Provided text »
------

Partridge takes particular aim at the etymological theory of the anthropologist Sula Benet (1903-1982) who suggested that the Hebrew kaneh and kaneh bosem, originally identified ‘cannabis’ in Exodus 30:23; Song of Songs 4:14; Isaiah43: 24; Jeremiah 6:20; and Ezekiel 27: 19 , and these were mistranslated as “calamus” κάλαμος (kalamos) in the Greek Septuagint  (Benet, 1936: 1975). This is something I have been writing about since the mid 1990s.

Sula Benet (1903-1982) who pioneered research into ancient cannabis use.

Partridge claims “this theory… is a little too far fetched” (Partridge, 2024). Partridge points out that kaneh, can mean ‘stalk’, ‘branch’ or ‘reed’, and I’ll add ‘cane’ here as this also occurs. But this is something Benet as well acknowledged, that there was a general use of the term, and a specific. Many Biblical scholars have pointed to the five references to kaneh that Benet pointed to as identifying ‘cannabis’, as identifying a specific plant. kind of like ‘grass’ can be used to ‘cut the grass; or ‘smoke some grass’ , identifying two different things, or like ‘herb’. Indeed, ‘hashish’ itself came from an old Arabic word meaning ‘herb’, as in ‘The Herb. We see this as well with the Greek κάλαμος (kalamos), which refers to both the specific plant ‘calamus’ and generic ‘reeds’. The situation of the specific and generic kálamos, meaning generic “reed” and specific “calamus” is similar to the situation with kaneh identifying the more generic ‘reed’ or “cane”, and more specific “cannabis” as suggested.

For those that would suggest that Sula Benet cherry picked these references, this is not the case. These references have long been noted by Biblical scholars for their more specific context, as opposed to the generic view used by Partridge. To give some examples, see these same verses selected in: A concise Dictionary of the Bible for the use of Families and Students (1865); American Encyclopedic Dictionary (1897); The Bible Dictionary (2015); Figs, Dates, Laurel, and Myrrh: Plants of the Bible and the Quran (2007);  Song of Songs: A New Translation with Introduction and Commentary (1995)  and others books.

“Some kind of fragrant reed is denoted by the word keneh (Is.43:24; Ez. 27:19; Cant. [Songs] 4:14), or more fully by keneh bosem, see Exodus 30:23, or by keneh hatob Jer. 6:20; which the A. V. renders ‘sweet cane’ and ‘calamus’. It was of foreign importation (Je. 6:20). Some writers have sought to identify keneh bosem with the Acorus Calamus or ‘sweet sedge’.” (Smith & Wright, 1865)

Partridge states that “it is hopeless to speculate which species was intended. It is even doubtful whether the biblical authors had in mind any particular species of the Genus Cymbopagon, although one of them does grow in Israel” (Partridge, 2024). Cymbopogon, also known as lemongrass, barbed wire grass, silky heads, oily heads, Cochin grass, Malabar grass, citronella grass or fever grass, is a genus of Asian, African, Australian, and tropical island plants in the grass family. This is actually one of the less chosen botanical candidates for kaneh. Other suggestions range from calamus, cinnamon bark, sugarcane, ginger grass, camel grass, fennel, balsam, and others, with an increasing number acknowledging the suggestion of cannabis.

------

Raw data »
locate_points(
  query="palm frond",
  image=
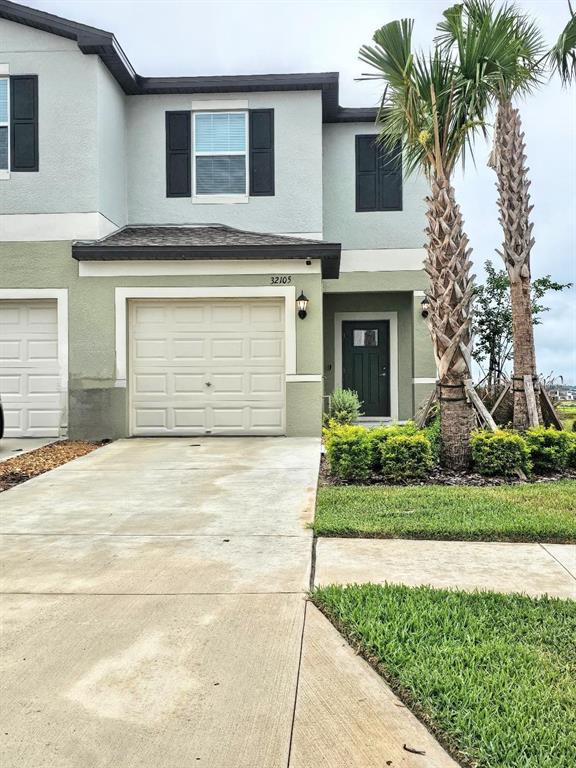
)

------

Objectives »
- 1) Summarize the text on kaneh in two sentences.
- 2) According to the text on kaneh, why did Sula Benet not cherry-pick her five references? Answer in one to three sentences.
- 3) Resume the text on kaneh from the point where it stops.

Written responses »
- 1) The text on kaneh defends Sula Benet's theory that the Hebrew kaneh and kaneh bosem in five biblical verses originally identified cannabis and were mistranslated as "calamus" in the Greek Septuagint, against Partridge's claim that the theory is too far-fetched. It argues that kaneh, like the Greek kalamos, had both a generic sense such as "reed" and a specific one, and that Biblical scholars have long treated those same verses as naming a specific plant.

- 2) The text on kaneh says that Biblical scholars had long noted those same references for their more specific context, as opposed to the generic view Partridge uses. As examples, it cites works that select the same verses, including A concise Dictionary of the Bible for the use of Families and Students (1865) and Figs, Dates, Laurel, and Myrrh: Plants of the Bible and the Quran (2007).

- 3)
After a short dismissal, which does not hold up to scrutiny, Partridge does note that there have been a variety of species suggested for the term, and that as a consequence “logically, the cannabis argument cannot be ruled out”:

“The point here, however, is that cannabis apologists are not too concerned that Benet’s thesis is problematic and that it is rarely positively mentioned nowadays in scholarly literature. They have faith in their interpretation of the Bible and her theory does the important work of providing academic support for the interpretation. They can simply declare that ‘modern scholarship shows that cannabis was used sacramentally by Moses and the ancient Israelite” (Partridge, 2024).

First of all, there is no ‘simply’ here. I’ve put a lot of work into responding to criticisms of this theory, and given a great deal of consideration to the various cases presented against it. Cannabis is by far the best candidate. Partridge’s criticism here is amateurish at best.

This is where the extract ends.